Data under study below:

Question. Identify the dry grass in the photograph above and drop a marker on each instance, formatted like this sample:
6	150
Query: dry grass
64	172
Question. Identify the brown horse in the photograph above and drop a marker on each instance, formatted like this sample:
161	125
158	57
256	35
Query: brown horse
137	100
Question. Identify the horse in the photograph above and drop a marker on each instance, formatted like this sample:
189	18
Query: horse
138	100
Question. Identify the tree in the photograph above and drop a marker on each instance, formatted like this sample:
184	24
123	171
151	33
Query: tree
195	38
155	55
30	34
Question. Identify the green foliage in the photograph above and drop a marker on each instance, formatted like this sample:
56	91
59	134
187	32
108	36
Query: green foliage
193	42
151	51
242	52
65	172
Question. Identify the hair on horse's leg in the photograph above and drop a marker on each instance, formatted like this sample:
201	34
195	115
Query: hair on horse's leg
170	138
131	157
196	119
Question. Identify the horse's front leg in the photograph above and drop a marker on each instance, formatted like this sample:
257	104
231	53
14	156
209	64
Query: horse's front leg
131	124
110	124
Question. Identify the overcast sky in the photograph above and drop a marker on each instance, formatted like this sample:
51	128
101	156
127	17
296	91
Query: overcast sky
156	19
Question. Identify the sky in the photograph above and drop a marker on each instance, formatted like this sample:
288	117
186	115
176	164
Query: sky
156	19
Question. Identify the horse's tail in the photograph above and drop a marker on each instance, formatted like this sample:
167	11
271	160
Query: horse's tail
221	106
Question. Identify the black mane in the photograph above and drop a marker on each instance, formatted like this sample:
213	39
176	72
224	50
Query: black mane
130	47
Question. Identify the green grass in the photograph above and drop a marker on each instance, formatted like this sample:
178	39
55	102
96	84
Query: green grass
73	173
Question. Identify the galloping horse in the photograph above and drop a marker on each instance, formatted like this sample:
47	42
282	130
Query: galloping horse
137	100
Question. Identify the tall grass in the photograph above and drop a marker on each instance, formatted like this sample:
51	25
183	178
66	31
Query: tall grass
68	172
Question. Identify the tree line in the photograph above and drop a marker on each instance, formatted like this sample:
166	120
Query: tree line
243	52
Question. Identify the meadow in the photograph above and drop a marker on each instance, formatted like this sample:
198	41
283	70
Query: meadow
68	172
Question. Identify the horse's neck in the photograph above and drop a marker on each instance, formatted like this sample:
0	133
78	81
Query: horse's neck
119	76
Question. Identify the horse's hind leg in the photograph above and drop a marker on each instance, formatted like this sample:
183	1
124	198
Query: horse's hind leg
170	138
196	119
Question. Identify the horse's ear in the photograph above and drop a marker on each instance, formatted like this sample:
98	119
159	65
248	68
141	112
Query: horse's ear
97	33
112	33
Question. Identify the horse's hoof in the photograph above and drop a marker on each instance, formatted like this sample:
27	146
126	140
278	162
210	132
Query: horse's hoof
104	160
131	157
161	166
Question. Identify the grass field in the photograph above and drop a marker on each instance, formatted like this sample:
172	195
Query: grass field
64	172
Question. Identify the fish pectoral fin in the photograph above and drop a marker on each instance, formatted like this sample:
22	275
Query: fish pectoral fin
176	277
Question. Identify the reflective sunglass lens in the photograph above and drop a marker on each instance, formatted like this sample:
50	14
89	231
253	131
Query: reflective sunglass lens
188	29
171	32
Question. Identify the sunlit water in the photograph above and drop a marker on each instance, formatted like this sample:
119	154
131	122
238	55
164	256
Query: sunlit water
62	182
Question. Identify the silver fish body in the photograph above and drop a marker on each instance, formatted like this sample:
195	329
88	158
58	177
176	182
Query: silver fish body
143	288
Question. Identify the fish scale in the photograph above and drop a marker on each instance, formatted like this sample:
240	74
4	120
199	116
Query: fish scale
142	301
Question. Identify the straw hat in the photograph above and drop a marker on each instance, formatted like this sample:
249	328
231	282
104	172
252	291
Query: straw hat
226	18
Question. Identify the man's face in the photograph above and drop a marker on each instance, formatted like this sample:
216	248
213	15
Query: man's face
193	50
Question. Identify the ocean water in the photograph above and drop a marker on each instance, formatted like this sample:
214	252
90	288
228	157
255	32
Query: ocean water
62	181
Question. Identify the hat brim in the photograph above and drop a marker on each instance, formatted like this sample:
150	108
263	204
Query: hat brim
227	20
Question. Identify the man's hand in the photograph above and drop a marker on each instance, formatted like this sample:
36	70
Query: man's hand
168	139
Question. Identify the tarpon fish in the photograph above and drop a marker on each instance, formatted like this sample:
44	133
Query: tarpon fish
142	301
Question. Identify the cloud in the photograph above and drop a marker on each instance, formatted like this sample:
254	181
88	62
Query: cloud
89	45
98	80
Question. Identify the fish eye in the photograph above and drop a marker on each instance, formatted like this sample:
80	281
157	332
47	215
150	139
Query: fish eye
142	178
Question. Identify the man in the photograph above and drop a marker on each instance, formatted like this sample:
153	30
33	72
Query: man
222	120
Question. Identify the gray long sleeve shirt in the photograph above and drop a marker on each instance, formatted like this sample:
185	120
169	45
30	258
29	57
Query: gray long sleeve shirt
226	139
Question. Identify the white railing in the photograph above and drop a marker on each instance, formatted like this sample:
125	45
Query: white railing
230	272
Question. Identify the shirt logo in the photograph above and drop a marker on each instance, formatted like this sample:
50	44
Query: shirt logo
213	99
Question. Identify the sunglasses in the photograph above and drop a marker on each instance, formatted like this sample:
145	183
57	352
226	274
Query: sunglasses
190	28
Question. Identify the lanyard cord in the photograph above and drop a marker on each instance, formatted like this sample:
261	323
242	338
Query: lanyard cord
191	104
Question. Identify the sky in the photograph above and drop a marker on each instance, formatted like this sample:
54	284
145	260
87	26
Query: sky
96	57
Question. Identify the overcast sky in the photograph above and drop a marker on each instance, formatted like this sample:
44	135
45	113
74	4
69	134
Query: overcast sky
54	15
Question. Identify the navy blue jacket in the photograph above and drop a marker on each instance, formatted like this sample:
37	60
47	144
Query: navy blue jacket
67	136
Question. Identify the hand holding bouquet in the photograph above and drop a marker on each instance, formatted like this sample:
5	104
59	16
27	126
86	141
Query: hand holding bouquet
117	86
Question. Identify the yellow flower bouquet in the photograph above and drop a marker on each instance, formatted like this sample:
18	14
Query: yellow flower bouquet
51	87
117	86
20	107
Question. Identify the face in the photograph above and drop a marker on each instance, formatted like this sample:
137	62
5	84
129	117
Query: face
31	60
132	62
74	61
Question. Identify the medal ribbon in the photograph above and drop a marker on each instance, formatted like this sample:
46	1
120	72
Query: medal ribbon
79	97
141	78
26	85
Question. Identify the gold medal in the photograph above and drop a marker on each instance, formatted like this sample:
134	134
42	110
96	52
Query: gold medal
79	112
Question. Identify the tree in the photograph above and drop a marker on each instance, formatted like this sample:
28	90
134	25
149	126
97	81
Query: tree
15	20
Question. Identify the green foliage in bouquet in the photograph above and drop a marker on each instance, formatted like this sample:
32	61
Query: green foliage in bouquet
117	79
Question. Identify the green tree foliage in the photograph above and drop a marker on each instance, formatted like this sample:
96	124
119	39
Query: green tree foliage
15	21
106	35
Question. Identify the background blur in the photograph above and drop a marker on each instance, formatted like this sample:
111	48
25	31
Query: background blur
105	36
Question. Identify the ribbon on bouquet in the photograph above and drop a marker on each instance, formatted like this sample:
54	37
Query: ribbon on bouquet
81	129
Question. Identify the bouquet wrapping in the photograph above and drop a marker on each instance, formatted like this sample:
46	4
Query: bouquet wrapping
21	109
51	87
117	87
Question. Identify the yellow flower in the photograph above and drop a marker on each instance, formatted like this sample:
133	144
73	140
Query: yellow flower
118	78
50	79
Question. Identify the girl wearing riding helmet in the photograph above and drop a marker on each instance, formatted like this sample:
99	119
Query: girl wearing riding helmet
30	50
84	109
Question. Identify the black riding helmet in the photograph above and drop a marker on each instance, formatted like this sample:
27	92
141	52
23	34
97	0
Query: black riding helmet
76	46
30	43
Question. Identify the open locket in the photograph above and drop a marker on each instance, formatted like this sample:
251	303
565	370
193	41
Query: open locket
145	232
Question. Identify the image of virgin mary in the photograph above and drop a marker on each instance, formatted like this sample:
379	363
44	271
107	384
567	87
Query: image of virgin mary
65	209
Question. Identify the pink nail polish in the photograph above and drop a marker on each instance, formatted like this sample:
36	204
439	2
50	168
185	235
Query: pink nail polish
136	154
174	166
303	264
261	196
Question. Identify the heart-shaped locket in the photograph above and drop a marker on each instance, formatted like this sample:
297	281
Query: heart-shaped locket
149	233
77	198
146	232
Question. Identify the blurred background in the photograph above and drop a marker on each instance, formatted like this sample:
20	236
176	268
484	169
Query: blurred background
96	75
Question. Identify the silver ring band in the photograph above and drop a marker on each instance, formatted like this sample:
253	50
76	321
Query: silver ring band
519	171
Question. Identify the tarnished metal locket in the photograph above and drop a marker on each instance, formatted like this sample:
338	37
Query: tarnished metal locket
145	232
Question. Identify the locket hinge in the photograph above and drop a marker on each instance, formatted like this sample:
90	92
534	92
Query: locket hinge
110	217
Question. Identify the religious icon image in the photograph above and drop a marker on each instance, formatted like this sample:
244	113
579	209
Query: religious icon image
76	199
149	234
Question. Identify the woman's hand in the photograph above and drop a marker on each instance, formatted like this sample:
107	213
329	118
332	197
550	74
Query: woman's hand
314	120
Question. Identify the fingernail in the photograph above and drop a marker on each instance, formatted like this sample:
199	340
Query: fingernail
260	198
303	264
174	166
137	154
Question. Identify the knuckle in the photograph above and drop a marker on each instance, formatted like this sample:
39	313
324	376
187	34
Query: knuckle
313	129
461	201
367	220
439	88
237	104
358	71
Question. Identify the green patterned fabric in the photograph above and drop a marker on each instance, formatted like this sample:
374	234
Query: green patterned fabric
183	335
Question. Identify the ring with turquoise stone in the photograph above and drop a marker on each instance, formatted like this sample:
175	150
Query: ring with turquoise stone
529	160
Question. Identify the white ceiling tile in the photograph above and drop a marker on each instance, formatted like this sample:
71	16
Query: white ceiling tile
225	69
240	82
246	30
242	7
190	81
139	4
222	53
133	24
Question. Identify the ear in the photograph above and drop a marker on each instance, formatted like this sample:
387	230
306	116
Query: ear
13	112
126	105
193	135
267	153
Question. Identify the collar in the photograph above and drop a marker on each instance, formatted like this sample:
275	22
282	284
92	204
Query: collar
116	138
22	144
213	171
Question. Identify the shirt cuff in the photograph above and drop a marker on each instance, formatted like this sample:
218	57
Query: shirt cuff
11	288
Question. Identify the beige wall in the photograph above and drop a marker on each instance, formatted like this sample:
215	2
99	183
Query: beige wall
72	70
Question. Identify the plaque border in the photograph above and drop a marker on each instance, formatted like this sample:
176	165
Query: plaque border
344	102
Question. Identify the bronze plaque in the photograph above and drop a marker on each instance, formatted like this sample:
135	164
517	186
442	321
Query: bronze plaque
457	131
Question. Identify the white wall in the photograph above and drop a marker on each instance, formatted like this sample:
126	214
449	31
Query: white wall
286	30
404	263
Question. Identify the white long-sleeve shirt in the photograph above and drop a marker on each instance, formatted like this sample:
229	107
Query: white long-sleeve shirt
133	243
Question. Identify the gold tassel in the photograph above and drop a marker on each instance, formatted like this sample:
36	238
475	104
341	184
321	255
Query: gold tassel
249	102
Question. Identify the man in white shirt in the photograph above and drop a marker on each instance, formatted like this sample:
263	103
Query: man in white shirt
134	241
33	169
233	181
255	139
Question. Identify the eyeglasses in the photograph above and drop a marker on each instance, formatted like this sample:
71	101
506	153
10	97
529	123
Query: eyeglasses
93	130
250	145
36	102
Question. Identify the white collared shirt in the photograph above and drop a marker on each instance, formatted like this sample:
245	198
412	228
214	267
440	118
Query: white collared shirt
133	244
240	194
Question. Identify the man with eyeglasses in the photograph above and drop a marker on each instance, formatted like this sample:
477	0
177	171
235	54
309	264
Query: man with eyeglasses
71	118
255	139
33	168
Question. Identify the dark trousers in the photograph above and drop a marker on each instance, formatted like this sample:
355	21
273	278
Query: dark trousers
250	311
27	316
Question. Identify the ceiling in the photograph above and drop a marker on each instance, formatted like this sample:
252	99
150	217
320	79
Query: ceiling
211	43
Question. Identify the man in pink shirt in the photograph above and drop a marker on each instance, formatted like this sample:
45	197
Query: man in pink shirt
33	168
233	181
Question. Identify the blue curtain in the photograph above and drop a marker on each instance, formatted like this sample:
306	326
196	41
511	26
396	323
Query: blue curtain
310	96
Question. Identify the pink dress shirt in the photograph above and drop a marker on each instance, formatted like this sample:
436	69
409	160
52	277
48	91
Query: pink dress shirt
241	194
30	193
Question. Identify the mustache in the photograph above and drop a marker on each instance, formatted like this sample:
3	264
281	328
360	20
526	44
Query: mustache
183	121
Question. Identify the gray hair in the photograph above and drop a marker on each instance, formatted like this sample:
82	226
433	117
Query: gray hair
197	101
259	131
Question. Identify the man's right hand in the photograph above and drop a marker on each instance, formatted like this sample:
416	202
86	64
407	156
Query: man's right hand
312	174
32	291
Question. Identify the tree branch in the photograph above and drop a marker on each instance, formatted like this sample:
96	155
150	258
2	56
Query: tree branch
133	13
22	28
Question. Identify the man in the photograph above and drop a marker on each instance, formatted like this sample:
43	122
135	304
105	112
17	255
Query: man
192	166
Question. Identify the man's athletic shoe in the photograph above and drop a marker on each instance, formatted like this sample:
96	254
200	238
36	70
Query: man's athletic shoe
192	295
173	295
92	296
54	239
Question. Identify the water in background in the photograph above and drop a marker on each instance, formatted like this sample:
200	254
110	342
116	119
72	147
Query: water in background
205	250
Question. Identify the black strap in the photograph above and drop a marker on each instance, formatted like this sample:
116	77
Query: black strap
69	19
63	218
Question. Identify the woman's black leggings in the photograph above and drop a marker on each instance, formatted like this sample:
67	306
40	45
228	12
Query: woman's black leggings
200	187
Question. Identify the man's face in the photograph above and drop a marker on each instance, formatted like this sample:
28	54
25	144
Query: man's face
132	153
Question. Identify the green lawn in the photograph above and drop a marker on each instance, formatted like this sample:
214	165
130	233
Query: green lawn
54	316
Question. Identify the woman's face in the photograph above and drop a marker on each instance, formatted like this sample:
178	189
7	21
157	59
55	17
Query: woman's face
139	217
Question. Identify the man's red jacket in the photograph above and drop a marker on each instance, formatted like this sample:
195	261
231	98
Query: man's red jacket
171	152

End of Data under study.

Exercise.
Begin with the first line of the records and finish with the line containing "Question. Identify the horse in". Reproduce those lines exactly, both ends included, and nothing else.

Solved exercise.
Question. Identify the dry grass in the photograph above and drop a marker on each instance, formatted like this sample:
6	150
Query: dry grass
64	172
Question. Identify the brown horse in the photograph above and drop a marker on each instance, formatted like this sample:
161	125
158	57
256	35
Query: brown horse
137	100
Question. Identify the horse in the photograph above and drop a marker on each instance, formatted like this sample:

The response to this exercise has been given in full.